[Text section Boundary: Start]
Physics of windshield-cracking raindrops could demolish kidney stones
A plane has to be going pretty fast for a mere raindrop to crack its windshield, but it can happen. Now, new models of the physics behind the improbable feat may just help doctors crack kidney stones to pieces.
When supersonic jets were first being developed for commercial use in the 1960s, researchers discovered a curious phenomenon that sometimes occurs on test flights through rainforests. Even though raindrops weigh almost nothing, they are capable of creating ring-shaped cracks in the jets' substantial windshields.
Although scientists initially had difficulty explaining this curiosity, Professors Frank Philip Bowden and John Field of the University of Cambridge eventually recognized surface waves as the culprits. Because surface waves spread in only two dimensions, they pack a much more powerful punch than their three-dimensional counterparts. Certain details of the phenomenon, however, have remained poorly understood due to a lack of mathematics to describe it and experimental setups to validate proposed models.
In a new paper published Nov. 1 in Physical Review Research, Pei Zhong, professor of mechanical engineering and materials science at Duke University, and his former graduate student Ying Zhang, now an acoustical engineer for Bose, have closed that gap in scientific knowledge.
The pair created an experimental system to visualize the stress created by such surface waves. They put a lithotripsy device designed to shatter kidney stones with soundwaves in a vat of water covered by a sheet of glass, then set off a point-source explosion that expanded as a spherical shock wave. Depending on the angle at which the shockwave hits the glass, it can produce surface waves that spread on the water-glass boundary.
With a high-speed camera, the team measured the speed of various elements of a shock wave over the mere moments it takes to propagate through the glass. Zhang used those measurements to validate a finite element model constructed using a multiphysics software called COMSOL. The models successfully reproduced the characteristics of a series of bulk and surface waves often observed in such situations, including one that may save people from needing surgery to remove kidney stones.
The researchers discovered that the type of wave primarily responsible for most of the stress and damage—called a leaky Rayleigh wave—propagates much faster than a second type of wave called an evanescent wave. While they're created at the same time on the water-glass boundary, the leaky Rayleigh wave eventually pulls away from the evanescent wave, which is the moment and location of the highest tensile stress caused by the phenomenon.
They also discovered that the circular cracks originally observed on the supersonic jet windshields don't necessarily form at this point—they require an existing imperfection in the glass to get started. But once initiated, the crack propagates along a circular trajectory, following the first principal stress in the solid set off by the advancing leaky Rayleigh wave.
"The challenge for treating kidney stones is to reduce the stones to very fine fragments so the doctors don't have to follow up with any ancillary procedures," said Zhong. "Based on the insight gained through this model, we may be able to optimize the shape of the shock waves and lithotripter design to create more tension on the surface of the kidney stones to open up the defects more efficiently."
[Text section Boundary: End]
[Information shown Boundary: Start]
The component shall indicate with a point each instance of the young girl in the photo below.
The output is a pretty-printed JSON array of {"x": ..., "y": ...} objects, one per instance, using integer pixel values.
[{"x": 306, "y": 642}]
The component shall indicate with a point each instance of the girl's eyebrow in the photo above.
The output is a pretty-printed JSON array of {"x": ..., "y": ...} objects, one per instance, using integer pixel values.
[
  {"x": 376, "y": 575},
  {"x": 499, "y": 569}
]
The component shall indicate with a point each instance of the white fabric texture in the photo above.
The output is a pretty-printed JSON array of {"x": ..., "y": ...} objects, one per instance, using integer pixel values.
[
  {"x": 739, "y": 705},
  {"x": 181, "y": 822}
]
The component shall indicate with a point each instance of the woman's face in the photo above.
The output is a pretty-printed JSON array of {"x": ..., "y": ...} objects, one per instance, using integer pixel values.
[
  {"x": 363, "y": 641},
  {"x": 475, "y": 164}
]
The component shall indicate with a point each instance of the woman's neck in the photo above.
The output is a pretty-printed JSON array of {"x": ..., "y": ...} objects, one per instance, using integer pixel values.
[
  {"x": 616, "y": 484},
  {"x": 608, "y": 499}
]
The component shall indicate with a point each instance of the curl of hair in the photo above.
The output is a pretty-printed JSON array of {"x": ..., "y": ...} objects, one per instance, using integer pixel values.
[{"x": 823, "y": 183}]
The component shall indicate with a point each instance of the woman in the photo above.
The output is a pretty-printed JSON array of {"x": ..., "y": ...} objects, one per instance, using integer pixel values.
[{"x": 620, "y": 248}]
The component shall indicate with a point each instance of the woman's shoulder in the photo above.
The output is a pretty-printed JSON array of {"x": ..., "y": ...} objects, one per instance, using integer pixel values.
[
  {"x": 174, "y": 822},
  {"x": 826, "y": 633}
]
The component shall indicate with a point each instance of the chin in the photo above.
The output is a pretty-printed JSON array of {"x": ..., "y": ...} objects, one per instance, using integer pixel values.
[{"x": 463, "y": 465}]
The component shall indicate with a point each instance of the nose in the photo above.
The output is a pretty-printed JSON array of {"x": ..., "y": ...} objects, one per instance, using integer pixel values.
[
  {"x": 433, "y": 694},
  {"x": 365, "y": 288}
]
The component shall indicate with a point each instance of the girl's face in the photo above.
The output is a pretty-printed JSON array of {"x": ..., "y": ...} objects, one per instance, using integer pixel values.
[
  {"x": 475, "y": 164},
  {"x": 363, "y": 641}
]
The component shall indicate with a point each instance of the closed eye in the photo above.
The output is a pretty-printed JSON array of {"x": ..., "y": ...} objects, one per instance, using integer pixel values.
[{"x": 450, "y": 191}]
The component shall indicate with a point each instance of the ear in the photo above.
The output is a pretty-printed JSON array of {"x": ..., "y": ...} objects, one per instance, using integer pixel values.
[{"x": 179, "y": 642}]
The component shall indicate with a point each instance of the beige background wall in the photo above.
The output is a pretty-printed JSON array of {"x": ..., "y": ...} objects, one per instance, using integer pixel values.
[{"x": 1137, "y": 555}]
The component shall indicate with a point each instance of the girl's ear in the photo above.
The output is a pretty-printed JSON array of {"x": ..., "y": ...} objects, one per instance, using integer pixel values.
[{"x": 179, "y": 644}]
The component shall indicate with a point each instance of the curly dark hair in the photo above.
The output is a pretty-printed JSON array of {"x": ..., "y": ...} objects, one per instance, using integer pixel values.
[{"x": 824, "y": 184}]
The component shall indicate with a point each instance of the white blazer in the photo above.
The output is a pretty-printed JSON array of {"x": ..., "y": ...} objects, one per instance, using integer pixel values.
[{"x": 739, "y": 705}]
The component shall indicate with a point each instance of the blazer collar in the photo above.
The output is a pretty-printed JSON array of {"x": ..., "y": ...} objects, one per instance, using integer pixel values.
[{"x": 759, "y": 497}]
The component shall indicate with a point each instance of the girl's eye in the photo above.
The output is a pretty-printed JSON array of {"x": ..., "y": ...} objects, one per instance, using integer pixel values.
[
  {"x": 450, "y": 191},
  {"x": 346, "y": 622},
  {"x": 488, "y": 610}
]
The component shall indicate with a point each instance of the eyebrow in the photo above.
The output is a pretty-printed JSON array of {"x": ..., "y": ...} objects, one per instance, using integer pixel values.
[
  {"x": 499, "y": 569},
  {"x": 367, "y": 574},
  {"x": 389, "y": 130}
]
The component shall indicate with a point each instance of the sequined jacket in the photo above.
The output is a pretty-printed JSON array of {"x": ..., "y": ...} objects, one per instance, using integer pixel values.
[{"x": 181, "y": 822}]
[Information shown Boundary: End]
Required actions:
1. In the article on windshield-cracking raindrops, who eventually recognized surface waves as the cause of the ring-shaped cracks?
2. List every person named in the article on windshield-cracking raindrops.

Outputs for the tasks:
1. Professors Frank Philip Bowden and John Field of the University of Cambridge.

2. Frank Philip Bowden, John Field, Pei Zhong, Ying Zhang